* WHAT YOU NEED TO DO
Starting with the line that contains "Task: point to the sawdust.", write out each line through the end of the listing, unchanged. Output nothing else.

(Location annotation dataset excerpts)
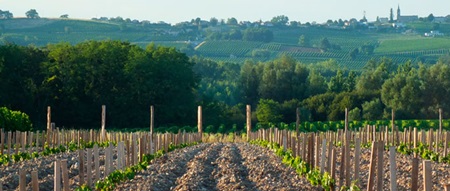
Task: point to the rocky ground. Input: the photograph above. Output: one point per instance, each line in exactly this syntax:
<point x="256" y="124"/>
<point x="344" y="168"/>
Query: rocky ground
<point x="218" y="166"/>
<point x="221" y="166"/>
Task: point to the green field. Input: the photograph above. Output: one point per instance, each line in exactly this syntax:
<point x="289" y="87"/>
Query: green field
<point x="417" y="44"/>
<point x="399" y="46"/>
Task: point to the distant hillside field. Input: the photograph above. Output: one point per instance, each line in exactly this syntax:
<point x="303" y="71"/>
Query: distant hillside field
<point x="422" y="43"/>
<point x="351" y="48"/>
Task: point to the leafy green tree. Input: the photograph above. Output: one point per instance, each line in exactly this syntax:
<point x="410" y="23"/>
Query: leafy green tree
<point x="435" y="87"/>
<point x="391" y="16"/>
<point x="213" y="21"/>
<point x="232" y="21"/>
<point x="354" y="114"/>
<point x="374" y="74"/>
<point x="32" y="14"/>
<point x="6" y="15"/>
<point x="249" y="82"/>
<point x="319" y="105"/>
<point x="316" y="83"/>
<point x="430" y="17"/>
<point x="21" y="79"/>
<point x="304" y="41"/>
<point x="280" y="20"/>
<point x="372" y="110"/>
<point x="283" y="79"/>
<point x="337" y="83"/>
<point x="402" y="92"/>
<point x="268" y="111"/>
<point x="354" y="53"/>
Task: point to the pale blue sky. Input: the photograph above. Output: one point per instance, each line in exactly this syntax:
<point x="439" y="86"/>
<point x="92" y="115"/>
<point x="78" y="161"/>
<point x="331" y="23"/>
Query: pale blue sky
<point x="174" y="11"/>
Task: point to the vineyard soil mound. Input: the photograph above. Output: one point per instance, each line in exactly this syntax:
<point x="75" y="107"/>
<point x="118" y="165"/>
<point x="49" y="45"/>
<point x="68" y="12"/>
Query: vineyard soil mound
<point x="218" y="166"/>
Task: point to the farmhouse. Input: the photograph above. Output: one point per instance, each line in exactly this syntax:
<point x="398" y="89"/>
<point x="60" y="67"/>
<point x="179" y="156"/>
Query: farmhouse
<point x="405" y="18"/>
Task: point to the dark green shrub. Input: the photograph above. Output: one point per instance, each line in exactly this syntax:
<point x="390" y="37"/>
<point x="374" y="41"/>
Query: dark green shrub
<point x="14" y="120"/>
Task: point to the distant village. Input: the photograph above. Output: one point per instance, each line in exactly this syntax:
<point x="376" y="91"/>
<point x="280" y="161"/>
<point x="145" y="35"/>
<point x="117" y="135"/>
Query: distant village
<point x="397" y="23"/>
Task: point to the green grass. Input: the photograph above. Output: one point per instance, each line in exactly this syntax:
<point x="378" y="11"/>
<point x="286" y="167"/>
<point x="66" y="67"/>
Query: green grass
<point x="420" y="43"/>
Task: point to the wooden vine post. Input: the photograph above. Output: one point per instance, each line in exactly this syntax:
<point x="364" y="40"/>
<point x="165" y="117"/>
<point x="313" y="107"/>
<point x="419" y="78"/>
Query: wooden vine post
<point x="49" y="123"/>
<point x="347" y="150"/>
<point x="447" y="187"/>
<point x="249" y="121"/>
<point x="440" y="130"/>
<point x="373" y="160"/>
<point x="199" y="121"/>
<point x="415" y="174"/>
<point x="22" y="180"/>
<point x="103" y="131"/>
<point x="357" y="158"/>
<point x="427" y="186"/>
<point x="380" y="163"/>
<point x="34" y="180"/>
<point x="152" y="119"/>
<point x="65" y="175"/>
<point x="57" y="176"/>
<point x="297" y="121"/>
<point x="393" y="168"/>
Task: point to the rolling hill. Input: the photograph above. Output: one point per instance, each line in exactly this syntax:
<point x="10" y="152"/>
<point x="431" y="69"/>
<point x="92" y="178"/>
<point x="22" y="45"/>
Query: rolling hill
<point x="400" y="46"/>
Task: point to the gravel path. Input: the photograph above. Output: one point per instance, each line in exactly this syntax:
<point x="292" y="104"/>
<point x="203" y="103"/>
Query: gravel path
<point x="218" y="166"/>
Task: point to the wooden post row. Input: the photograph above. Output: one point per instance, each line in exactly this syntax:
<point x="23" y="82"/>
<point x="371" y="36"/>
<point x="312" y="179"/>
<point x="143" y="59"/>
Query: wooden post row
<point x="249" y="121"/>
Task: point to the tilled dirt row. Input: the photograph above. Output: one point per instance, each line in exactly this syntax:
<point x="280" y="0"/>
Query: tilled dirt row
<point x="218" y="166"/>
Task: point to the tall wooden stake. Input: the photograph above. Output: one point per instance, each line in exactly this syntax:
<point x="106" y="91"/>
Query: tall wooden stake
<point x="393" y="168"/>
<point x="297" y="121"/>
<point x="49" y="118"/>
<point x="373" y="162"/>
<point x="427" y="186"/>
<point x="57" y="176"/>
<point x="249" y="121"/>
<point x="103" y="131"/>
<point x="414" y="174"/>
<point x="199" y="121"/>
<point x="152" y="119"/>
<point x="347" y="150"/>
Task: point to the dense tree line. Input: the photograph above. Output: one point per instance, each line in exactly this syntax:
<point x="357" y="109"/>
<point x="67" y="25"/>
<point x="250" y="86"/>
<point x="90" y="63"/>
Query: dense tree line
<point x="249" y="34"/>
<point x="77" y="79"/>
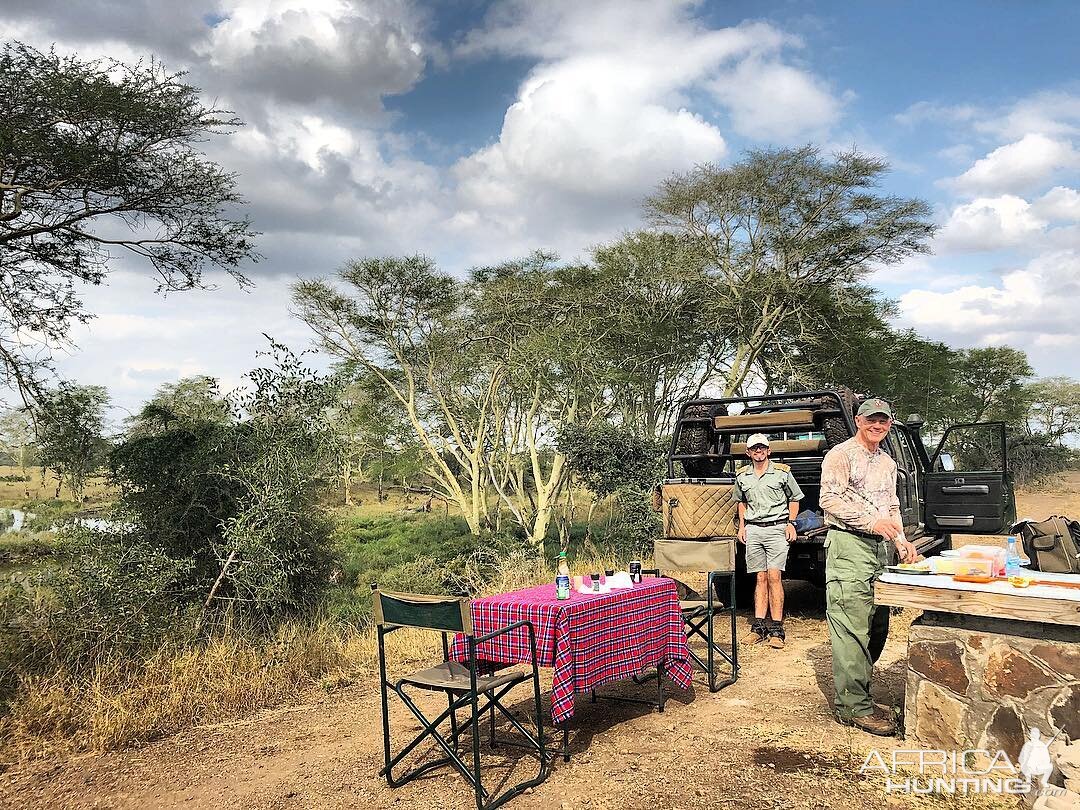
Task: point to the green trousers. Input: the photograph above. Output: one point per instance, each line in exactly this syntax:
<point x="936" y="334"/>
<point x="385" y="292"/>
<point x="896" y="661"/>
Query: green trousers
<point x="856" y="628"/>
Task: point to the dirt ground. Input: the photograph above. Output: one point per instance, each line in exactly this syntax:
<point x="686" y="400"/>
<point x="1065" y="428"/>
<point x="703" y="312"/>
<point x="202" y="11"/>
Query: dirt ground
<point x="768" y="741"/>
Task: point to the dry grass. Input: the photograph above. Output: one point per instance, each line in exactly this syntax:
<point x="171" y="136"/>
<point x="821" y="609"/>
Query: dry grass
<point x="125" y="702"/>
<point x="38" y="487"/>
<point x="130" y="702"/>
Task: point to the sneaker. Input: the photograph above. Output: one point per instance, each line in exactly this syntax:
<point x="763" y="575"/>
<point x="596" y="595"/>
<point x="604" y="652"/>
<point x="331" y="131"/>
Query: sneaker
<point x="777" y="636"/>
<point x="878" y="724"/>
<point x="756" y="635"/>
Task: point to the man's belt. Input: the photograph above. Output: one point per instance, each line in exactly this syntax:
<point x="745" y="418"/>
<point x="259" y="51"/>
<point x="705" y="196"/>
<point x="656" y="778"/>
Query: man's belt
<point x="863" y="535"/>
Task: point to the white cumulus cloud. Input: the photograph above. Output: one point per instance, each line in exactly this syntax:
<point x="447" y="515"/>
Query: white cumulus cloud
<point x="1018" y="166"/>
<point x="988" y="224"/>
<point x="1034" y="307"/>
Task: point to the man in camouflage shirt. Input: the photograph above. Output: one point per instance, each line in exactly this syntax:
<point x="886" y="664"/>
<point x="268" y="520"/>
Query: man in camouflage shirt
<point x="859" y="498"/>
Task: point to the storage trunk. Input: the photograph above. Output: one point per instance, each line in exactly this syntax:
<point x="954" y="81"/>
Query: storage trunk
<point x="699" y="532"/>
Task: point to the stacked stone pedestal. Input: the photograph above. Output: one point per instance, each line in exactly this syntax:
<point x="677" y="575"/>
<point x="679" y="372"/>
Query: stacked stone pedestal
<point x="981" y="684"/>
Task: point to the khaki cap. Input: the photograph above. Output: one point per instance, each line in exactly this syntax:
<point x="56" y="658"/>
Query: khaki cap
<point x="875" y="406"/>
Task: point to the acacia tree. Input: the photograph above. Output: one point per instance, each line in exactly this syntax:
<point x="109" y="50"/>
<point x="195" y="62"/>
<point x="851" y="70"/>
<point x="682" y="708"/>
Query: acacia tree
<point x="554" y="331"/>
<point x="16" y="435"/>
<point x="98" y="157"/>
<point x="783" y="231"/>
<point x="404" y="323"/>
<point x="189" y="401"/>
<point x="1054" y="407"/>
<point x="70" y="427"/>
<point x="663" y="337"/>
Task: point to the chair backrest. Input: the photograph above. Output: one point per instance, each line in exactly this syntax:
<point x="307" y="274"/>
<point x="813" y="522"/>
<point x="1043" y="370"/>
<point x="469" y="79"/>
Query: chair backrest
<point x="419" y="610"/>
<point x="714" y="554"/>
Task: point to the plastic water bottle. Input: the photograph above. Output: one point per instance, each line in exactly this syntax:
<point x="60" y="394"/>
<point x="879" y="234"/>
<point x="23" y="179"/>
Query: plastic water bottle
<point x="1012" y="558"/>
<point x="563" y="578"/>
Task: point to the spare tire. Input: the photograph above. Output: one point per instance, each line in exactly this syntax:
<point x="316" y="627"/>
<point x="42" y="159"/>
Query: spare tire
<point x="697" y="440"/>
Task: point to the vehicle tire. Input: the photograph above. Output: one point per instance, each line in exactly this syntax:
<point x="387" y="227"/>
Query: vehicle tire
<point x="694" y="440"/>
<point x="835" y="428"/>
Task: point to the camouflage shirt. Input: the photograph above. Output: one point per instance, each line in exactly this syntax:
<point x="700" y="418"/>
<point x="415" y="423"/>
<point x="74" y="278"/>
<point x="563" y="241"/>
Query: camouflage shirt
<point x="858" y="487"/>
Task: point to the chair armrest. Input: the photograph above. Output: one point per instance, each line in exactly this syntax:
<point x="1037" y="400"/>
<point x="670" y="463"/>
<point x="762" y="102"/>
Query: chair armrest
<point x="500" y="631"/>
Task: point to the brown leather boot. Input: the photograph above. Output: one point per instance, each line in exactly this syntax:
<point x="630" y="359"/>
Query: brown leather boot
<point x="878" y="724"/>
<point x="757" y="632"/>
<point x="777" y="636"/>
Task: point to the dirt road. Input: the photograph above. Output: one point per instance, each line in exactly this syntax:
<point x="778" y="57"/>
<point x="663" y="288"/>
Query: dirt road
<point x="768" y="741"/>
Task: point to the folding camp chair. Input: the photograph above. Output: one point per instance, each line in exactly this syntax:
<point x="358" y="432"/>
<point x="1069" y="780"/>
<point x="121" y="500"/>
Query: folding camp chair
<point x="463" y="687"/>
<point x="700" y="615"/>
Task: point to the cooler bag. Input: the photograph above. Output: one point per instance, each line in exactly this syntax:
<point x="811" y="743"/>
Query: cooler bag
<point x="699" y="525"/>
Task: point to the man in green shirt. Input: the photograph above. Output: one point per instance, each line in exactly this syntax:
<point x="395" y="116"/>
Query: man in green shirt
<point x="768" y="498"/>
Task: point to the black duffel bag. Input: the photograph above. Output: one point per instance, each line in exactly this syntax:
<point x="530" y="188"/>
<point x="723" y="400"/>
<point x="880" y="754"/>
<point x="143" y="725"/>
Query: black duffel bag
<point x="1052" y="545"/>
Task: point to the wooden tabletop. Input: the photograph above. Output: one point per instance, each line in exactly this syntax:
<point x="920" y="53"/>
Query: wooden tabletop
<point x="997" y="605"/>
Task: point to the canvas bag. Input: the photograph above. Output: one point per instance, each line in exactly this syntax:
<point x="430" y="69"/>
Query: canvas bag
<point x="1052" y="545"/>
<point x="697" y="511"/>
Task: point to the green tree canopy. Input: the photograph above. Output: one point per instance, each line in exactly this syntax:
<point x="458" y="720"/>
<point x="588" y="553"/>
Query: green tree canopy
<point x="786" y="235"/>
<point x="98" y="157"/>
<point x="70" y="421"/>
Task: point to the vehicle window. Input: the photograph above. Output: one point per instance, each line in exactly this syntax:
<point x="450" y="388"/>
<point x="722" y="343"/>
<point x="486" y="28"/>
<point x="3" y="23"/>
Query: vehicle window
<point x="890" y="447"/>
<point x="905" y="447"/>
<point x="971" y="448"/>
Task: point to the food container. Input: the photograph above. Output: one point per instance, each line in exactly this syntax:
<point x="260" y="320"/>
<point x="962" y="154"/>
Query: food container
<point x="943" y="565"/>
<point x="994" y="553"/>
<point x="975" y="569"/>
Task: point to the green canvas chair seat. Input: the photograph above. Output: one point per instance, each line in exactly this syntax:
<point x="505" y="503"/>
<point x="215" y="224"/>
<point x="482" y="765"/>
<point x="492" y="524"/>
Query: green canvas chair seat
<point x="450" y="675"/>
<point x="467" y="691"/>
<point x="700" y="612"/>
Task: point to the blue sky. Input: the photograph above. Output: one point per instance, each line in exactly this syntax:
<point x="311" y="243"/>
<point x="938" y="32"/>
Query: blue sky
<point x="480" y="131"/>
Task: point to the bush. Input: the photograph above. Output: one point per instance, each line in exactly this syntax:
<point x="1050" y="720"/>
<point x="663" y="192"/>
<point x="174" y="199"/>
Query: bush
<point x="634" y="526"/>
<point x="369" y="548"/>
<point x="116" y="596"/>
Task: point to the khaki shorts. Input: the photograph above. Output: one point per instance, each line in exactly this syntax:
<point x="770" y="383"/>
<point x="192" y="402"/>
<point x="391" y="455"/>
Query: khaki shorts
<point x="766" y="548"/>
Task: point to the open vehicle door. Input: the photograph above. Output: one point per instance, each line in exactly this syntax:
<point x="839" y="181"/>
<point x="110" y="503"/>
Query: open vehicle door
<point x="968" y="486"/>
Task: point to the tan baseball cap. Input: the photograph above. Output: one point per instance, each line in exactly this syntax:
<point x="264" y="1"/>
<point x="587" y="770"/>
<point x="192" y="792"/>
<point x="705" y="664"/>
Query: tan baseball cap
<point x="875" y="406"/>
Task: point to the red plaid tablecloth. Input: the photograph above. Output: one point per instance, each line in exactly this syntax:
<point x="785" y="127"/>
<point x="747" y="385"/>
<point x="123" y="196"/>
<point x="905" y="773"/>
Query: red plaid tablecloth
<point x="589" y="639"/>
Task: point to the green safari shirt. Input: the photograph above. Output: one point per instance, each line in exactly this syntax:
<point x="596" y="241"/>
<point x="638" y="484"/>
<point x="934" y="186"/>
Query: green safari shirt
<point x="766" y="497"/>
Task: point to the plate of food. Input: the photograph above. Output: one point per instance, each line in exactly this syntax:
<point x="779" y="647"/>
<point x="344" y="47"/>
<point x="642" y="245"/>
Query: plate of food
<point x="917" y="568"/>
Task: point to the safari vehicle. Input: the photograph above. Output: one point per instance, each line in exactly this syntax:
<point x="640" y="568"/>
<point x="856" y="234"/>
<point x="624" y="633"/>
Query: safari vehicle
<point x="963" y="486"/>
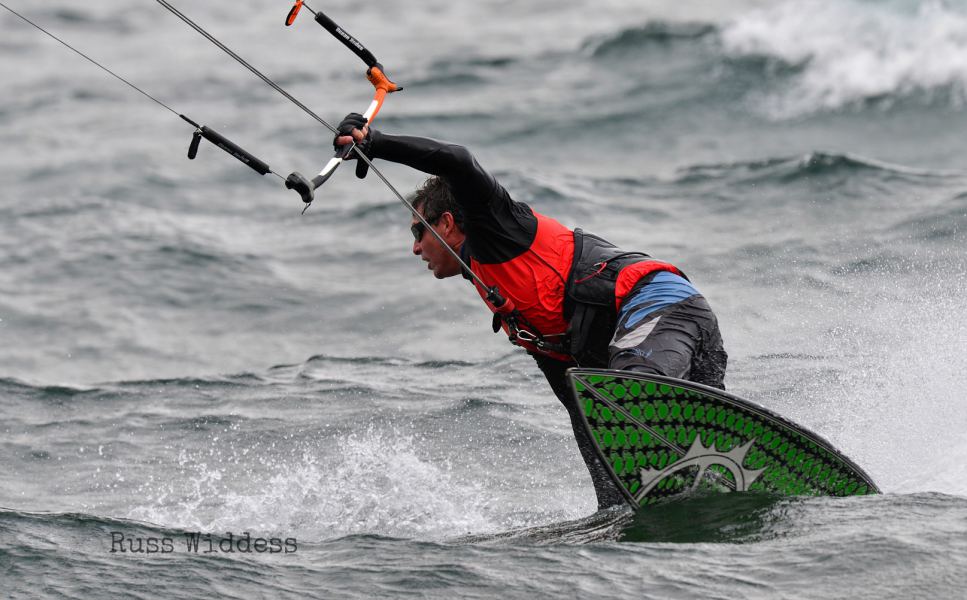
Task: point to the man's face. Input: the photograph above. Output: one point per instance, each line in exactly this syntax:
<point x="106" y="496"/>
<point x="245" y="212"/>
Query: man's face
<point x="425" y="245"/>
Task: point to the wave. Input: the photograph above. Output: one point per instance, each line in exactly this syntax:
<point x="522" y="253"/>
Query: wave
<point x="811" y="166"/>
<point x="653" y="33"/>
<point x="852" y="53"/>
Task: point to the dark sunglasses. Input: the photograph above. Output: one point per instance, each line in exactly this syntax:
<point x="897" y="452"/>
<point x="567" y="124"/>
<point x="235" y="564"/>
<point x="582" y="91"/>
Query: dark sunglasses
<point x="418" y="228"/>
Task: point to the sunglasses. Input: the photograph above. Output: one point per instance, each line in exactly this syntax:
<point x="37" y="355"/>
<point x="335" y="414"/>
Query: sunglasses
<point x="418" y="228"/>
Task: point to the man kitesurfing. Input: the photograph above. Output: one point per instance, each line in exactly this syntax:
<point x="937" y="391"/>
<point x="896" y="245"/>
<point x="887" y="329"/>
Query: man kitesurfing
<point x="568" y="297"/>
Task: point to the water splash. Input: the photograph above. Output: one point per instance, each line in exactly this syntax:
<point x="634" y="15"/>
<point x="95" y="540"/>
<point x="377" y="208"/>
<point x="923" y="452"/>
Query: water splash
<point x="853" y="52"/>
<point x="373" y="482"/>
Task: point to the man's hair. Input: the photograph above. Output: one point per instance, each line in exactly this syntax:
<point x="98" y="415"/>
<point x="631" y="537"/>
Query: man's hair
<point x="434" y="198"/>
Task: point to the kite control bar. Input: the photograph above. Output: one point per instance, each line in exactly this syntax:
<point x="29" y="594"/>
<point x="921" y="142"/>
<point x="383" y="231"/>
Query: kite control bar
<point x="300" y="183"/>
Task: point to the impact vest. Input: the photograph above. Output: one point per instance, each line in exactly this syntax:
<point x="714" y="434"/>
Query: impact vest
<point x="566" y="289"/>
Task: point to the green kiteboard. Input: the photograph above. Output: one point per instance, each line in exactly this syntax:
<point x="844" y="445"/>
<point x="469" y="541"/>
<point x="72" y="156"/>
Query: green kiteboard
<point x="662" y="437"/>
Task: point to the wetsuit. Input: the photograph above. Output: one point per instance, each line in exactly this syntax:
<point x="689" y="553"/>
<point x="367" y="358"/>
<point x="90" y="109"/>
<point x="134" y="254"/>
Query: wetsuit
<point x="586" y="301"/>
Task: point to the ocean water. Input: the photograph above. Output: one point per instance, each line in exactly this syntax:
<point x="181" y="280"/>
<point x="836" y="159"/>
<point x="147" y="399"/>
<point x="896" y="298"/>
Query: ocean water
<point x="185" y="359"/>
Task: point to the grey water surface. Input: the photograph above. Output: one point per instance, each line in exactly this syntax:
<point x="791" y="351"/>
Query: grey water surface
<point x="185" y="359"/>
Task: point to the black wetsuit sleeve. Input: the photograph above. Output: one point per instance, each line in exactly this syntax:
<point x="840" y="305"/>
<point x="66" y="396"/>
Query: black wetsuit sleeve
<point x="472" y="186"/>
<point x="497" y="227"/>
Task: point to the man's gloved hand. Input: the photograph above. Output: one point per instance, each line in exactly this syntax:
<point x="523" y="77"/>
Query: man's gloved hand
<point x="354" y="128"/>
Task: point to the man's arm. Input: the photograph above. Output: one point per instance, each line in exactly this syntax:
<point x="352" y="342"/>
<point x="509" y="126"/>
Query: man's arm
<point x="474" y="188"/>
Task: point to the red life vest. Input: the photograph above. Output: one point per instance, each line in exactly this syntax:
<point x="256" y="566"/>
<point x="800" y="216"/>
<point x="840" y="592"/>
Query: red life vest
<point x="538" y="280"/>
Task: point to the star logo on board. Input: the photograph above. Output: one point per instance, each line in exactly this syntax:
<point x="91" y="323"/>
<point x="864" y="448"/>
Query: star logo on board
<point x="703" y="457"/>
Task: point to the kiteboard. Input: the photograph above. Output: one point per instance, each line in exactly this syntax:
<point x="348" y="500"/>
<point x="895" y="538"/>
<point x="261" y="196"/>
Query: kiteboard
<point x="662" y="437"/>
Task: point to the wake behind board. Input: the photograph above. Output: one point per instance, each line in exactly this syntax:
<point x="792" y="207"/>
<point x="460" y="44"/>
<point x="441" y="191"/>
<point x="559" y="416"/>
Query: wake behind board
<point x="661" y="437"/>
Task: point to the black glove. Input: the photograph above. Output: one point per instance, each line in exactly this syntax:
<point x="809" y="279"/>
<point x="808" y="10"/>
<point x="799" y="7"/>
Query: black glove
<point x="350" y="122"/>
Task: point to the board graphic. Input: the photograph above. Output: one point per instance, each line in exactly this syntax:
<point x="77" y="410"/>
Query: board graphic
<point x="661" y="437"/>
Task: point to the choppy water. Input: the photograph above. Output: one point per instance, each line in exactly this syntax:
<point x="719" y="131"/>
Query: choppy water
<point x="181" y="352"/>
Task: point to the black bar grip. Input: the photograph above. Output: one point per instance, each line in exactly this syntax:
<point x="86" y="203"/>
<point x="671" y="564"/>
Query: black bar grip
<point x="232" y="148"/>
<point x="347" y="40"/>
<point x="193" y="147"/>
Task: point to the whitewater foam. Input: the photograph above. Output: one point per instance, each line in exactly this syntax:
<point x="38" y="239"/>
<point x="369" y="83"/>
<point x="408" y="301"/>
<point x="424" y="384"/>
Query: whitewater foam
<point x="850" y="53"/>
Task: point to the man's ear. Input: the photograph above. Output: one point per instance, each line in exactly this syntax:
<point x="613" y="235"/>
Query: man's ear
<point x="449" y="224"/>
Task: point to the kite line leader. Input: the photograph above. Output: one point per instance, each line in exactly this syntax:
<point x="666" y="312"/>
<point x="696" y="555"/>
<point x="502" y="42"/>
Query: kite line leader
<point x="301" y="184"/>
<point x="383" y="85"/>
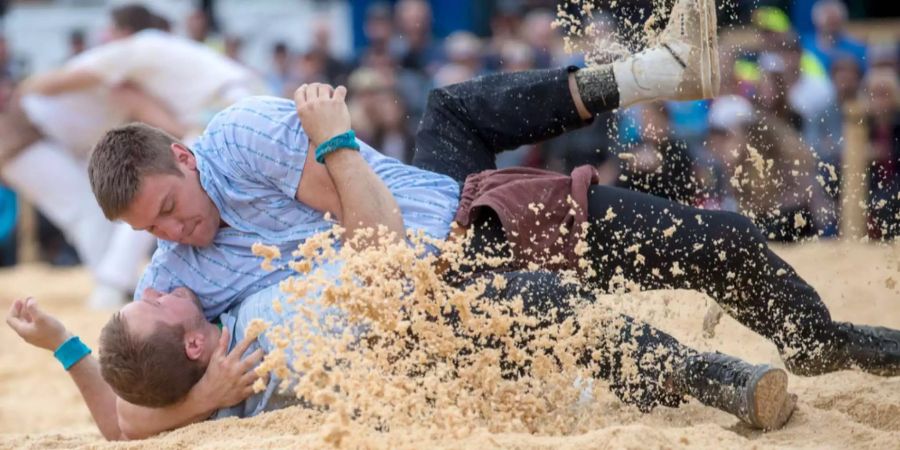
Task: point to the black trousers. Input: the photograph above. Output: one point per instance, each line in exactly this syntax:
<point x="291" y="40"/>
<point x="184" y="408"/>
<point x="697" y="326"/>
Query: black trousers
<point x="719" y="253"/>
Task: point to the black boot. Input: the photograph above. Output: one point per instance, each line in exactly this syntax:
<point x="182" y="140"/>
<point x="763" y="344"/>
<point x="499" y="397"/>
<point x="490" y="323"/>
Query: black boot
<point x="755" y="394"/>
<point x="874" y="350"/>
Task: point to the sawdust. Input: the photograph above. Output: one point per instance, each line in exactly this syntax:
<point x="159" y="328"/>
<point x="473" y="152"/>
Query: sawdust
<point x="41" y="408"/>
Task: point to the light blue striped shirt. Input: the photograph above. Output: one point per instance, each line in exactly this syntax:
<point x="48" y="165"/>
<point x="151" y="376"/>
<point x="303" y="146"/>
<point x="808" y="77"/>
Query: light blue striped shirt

* EXPECTED ANSWER
Task: point to the sawdust. Input: the photograph above. Output: one point per instance, each line in exactly this syntax:
<point x="159" y="328"/>
<point x="473" y="152"/>
Query: sawdust
<point x="41" y="408"/>
Task: point to the light blue striped shirt. Input: the photograph above. Output: one point per instance, each line in exactly this syntax:
<point x="48" y="165"/>
<point x="151" y="376"/>
<point x="303" y="146"/>
<point x="808" y="77"/>
Query: light blue striped shirt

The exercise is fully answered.